**Exercise directions**
Which lines in the listing below contain the word "step"? Copy each one.

**Input data**
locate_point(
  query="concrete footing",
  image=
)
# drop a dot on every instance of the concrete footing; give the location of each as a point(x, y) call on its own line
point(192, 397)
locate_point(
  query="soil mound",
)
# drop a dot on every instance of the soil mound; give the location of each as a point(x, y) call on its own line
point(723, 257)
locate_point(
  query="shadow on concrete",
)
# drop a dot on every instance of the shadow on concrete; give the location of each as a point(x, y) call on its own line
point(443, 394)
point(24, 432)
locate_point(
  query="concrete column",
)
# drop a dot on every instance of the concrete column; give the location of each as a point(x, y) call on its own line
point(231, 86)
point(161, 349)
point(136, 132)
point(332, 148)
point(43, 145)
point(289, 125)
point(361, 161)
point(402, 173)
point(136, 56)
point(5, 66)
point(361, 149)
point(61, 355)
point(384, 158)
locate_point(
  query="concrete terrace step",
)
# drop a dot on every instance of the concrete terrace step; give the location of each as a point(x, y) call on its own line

**Output for this task**
  query="concrete terrace step",
# drop a dot on every instance of the concrete terrace step; give the location of each as a point(x, y) call on its own line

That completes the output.